→ **The tasks**
A. In the post about human rights accompaniment in Guatemala, why did the writer welcome the short-term cases despite arriving expecting to work on the genocide cases? Answer in one to three sentences.
B. Answer these from the post about human rights accompaniment in Guatemala:
(i) On what date did the writer return to Canada?
(ii) Where and on what date did orientation and training with CAIG begin?
(iii) How many people were on the team the writer joined?
C. Take the post about volunteering as a human rights accompanier in Guatemala further, beginning right after its final sentence.

→ **Excerpted text**
— Start —
Originally posted in January 2007.

It’s hard to believe I finished my time as a Human Rights Accompaniment Volunteer almost a month ago, but October has snuck up upon us and already we’re getting ready for Thanksgiving. I came back to Canada on September 12, a bit earlier than expected for a number of personal and practical reasons. After almost nine months in Guatemala, save a few weeks home in the spring, the past few weeks have certainly given me plenty to think about.I began my in-country orientation and training with the Coordination of International Accompaniment in Guatemala (CAIG, in the Spanish acronym), in Guatemala City on January 15. Later that week, I was asked to accompany based in the capital, on “short term” cases, essentially accompanying human rights defenders in a number of different cases, from labour rights to land and justice, to women survivors of violence and witnesses to a forced disappearance during the time of the violence. I eagerly agreed and became part of a four-person team that traveled throughout the country. Although I arrived expecting to accompany the genocide cases, the “long term” assignment of accompaniment that the CAIG has taken on, which I knew more about, I looked forward to the challenge of the diversity of the short-term cases and getting to know the larger context of the human rights movement in Guatemala.
— End —
→ **Extracted material**
— Start —
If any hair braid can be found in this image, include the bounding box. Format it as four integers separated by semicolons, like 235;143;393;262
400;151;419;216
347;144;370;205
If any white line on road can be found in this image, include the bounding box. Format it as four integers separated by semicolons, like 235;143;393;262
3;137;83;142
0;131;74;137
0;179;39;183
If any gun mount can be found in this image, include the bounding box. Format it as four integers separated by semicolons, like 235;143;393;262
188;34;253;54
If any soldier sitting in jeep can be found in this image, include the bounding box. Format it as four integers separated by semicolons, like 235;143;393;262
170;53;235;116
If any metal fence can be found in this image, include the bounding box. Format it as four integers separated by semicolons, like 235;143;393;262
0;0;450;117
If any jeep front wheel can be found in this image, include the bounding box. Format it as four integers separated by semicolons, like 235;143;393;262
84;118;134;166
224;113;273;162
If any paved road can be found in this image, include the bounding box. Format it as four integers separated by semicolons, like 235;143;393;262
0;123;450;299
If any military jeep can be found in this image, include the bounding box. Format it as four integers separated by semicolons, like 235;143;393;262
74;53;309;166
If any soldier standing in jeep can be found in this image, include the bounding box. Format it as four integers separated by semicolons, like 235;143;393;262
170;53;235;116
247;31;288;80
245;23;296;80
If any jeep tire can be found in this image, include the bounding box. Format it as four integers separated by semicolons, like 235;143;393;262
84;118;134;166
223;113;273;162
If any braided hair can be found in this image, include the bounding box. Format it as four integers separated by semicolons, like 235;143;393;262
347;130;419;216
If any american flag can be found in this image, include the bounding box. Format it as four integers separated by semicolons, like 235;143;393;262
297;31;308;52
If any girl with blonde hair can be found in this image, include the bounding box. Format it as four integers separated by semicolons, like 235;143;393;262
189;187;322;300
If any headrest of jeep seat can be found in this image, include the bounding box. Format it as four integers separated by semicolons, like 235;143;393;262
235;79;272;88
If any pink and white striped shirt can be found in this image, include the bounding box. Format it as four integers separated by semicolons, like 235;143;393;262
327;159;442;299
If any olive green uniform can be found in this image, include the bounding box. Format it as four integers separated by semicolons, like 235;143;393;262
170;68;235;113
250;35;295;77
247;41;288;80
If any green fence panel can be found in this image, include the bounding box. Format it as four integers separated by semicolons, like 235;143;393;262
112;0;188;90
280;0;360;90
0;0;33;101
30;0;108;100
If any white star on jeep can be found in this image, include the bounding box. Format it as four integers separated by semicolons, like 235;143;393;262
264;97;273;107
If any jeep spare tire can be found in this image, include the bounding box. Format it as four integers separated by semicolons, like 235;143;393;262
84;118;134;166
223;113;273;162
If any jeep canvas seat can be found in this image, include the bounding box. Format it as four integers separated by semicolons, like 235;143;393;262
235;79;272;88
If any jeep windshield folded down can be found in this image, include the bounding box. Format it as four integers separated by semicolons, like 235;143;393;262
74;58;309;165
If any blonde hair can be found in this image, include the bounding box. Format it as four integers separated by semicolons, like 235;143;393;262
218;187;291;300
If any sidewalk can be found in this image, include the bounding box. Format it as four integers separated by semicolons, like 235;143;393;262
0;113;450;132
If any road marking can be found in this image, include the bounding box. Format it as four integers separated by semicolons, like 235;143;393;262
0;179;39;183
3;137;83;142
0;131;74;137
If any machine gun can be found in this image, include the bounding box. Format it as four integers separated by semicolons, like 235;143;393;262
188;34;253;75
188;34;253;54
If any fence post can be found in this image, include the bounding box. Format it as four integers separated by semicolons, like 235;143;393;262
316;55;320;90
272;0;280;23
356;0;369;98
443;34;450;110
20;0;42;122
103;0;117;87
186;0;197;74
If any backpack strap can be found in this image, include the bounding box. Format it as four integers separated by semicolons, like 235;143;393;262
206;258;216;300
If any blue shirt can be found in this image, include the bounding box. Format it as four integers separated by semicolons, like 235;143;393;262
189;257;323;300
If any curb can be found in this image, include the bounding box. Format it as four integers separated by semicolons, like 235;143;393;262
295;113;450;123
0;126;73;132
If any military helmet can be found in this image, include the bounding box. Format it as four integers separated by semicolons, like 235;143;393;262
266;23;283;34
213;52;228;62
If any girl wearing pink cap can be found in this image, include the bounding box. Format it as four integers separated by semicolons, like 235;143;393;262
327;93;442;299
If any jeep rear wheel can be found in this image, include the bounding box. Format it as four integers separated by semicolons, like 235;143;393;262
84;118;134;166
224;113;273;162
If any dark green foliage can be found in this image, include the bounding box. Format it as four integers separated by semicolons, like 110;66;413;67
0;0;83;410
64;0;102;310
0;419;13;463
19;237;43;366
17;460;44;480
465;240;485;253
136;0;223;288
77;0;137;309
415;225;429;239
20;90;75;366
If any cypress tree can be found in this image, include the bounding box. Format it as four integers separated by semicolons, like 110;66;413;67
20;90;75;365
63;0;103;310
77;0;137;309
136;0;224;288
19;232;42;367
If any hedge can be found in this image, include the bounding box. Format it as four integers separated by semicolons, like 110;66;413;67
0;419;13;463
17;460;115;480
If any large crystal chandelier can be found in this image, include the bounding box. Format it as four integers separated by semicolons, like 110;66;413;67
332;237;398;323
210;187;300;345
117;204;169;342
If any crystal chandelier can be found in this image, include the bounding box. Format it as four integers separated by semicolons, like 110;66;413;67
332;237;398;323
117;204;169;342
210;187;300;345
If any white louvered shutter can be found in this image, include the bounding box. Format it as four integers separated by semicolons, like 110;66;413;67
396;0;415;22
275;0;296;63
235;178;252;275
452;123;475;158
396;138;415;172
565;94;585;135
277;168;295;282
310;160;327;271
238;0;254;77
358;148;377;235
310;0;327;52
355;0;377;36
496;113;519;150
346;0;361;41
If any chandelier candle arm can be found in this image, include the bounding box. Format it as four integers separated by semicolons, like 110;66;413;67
— End —
→ **Exercise responses**
A. The writer looked forward to the challenge of the variety of the short-term cases. They also offered a way to learn the larger context of the human rights movement in Guatemala.

B.
(i) September 12.
(ii) In Guatemala City, on January 15.
(iii) Four.

C.
January was a busy month and without delay, I began working. I first traveled to the eastern province of Chiquimula, where the CAIG had begun accompanying only a few months earlier. The case of, “El Jute,” in Chiquimula became highly publicized because it was one of the few documented cases of forced disappearance in the eastern part of the country, where, in 1981, army commissioners came to the community looking for the victims, seven in total, and took them away, never to be seen again. There are allegations that those disappeared were guerilla-sympathizers or more probable, that a family feud caused the conflict which lead the family with more power, and ties to the army, to take action. Twenty five years later, the families of the disappeared have organized and are fighting to find a justice in a country where impunity runs rampant. This was my first experience in the eastern provinces of Guatemala and it gave me some more insight on the economic and social situation of the region. Like so many Guatemalans, the rural peasants that make up the members of the El Jute Victims Committee are poor, have little access to land, are discriminated against, and are struggling for survival.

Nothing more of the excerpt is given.